REQUIREMENTS:
Copy every line below verbatim, omitting the picture.

☆ ☆ ☆ ☆ ☆ ☆ ☆

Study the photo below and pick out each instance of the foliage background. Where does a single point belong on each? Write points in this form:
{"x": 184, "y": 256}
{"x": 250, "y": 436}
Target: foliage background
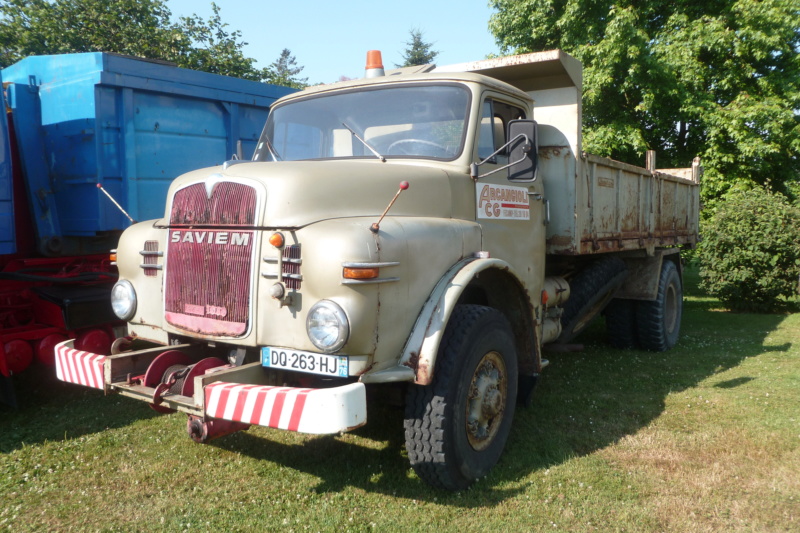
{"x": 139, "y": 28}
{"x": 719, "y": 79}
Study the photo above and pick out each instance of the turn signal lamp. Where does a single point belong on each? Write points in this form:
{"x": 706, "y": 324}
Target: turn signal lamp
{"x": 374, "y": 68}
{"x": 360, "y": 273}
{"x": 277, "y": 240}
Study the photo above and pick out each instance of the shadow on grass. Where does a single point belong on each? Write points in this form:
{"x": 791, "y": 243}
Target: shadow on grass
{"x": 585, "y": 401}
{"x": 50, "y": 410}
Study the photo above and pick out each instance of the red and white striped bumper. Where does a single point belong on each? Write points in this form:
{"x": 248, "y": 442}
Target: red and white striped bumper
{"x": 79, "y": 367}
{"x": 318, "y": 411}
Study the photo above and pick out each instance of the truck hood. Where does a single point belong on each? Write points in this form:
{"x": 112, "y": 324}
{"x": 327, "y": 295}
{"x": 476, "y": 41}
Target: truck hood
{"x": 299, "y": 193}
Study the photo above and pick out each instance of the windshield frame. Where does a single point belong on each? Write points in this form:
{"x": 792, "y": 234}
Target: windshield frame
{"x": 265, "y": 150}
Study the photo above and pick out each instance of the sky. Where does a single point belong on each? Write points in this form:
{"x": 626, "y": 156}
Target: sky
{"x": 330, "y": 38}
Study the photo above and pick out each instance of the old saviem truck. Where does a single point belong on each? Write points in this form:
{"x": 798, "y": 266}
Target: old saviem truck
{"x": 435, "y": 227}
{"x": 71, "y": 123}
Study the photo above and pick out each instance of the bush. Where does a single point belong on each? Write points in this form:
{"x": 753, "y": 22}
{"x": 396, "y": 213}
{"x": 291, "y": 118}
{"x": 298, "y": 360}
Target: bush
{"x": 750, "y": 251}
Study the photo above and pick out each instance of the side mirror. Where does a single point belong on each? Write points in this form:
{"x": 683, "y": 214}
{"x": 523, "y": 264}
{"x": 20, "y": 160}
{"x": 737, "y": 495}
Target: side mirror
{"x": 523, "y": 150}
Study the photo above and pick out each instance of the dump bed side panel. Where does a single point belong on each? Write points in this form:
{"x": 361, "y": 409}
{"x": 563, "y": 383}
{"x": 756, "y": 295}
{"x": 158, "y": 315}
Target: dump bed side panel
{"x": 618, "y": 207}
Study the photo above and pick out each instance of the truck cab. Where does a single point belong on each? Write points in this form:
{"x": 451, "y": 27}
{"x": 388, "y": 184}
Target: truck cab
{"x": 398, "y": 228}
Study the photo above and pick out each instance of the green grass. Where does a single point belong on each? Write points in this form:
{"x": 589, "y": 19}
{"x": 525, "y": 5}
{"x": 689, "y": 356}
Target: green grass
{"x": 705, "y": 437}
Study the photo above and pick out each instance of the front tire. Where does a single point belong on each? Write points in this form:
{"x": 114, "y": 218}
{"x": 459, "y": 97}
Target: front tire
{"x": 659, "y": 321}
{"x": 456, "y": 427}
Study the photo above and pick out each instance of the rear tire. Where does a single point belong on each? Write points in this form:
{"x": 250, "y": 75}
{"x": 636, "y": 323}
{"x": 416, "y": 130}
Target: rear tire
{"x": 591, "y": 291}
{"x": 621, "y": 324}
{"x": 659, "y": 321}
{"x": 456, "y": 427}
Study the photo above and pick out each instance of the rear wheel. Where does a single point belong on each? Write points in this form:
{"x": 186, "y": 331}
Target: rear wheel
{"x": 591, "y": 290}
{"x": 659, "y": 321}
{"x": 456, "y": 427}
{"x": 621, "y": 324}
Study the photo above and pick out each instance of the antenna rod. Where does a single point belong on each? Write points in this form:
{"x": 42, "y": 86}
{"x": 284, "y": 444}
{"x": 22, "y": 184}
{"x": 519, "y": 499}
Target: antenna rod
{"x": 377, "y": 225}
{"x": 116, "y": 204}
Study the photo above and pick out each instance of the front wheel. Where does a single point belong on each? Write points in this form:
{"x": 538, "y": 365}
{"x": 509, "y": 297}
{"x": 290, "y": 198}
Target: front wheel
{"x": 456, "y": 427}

☆ ☆ ☆ ☆ ☆ ☆ ☆

EXERCISE SOLUTION:
Study the photo below and pick out each instance of the foliage background. Where does a single point belong on each? Write points in this form:
{"x": 184, "y": 256}
{"x": 250, "y": 436}
Target: foliage background
{"x": 139, "y": 28}
{"x": 719, "y": 79}
Study the photo above and pick out each instance of the turn signal lamp. Where does a single point belong on each? Write points in this form:
{"x": 706, "y": 324}
Target: turn signal lamp
{"x": 374, "y": 68}
{"x": 360, "y": 273}
{"x": 277, "y": 240}
Study the photo above and pick out each instance of the shadow on grass. Where does a single point belong on each? Write points in this form:
{"x": 791, "y": 243}
Target: shadow on grass
{"x": 585, "y": 401}
{"x": 50, "y": 410}
Study the photo above and pick out each instance of the red and white striped bumper. Where does a single point belong on each? Write points in this form:
{"x": 248, "y": 442}
Target: red and white striped bumper
{"x": 79, "y": 367}
{"x": 318, "y": 411}
Study the photo above and pick out each instance of the truck hood. Where does a single point belong on each? Write points in this form:
{"x": 112, "y": 324}
{"x": 327, "y": 295}
{"x": 476, "y": 41}
Target: truck hood
{"x": 299, "y": 193}
Study the photo above and pick out each instance of the windshield frame. Where does a single point belong on each? Write points in this form:
{"x": 792, "y": 234}
Target: windshield frame
{"x": 265, "y": 150}
Study the photo above and pick out each instance of the sky. Where does a single point belong on each? Write points in this form:
{"x": 626, "y": 156}
Target: sky
{"x": 330, "y": 38}
Study the photo above and pick out each instance of the old saviem truck. Where does a single point belong on each? Write points in this form:
{"x": 798, "y": 266}
Target: old saviem truck
{"x": 435, "y": 227}
{"x": 71, "y": 123}
Study the photo above and pick out each instance of the bush. Where does a single point belong on each? Write points in this form:
{"x": 753, "y": 22}
{"x": 396, "y": 213}
{"x": 291, "y": 118}
{"x": 298, "y": 360}
Target: bush
{"x": 750, "y": 251}
Study the photo above and pick out each instance of the side mirror. Where does a single point belong on each? Write points in this form:
{"x": 683, "y": 214}
{"x": 523, "y": 264}
{"x": 20, "y": 160}
{"x": 737, "y": 495}
Target: side mirror
{"x": 523, "y": 150}
Study the photo above and pick out each instance of the dump bed side panel. Where does a single point belong on each? Write points in this form:
{"x": 361, "y": 409}
{"x": 563, "y": 383}
{"x": 756, "y": 295}
{"x": 158, "y": 315}
Target: dump bed side panel
{"x": 618, "y": 207}
Study the photo above and pick out each instance of the truck cab. Where does a single point belong on each? Write points in this form:
{"x": 451, "y": 27}
{"x": 388, "y": 184}
Target: truck cab
{"x": 398, "y": 228}
Study the photo above and pick out each instance of the green grass. Where does a single point belong on each? Write points in this form:
{"x": 589, "y": 19}
{"x": 525, "y": 5}
{"x": 689, "y": 356}
Target: green grass
{"x": 705, "y": 437}
Study the photo above and pick out each instance of the front tire. Where does a single point belong on each? Write points in this form:
{"x": 114, "y": 218}
{"x": 459, "y": 97}
Target: front tire
{"x": 659, "y": 321}
{"x": 456, "y": 427}
Study the photo above and pick out each instance of the rear tire. Where does a single point belong on each? Write points in this form:
{"x": 250, "y": 75}
{"x": 636, "y": 323}
{"x": 416, "y": 130}
Target: rear tire
{"x": 591, "y": 291}
{"x": 621, "y": 324}
{"x": 659, "y": 321}
{"x": 456, "y": 427}
Study the photo above and pick out each instance of the rear wheel. Where does a single point belong on each? Write points in this form:
{"x": 186, "y": 331}
Target: rear wheel
{"x": 591, "y": 290}
{"x": 659, "y": 321}
{"x": 456, "y": 427}
{"x": 621, "y": 324}
Study the photo above and pick out each instance of the antenna rod. Where does a single point belong on each? Write points in this form:
{"x": 42, "y": 86}
{"x": 284, "y": 444}
{"x": 22, "y": 184}
{"x": 519, "y": 499}
Target: antenna rod
{"x": 377, "y": 225}
{"x": 116, "y": 204}
Study the photo above and pick out each instance of the front wheel. Where does a single point belong on each? Write points in this form:
{"x": 538, "y": 365}
{"x": 509, "y": 297}
{"x": 290, "y": 198}
Target: front wheel
{"x": 456, "y": 427}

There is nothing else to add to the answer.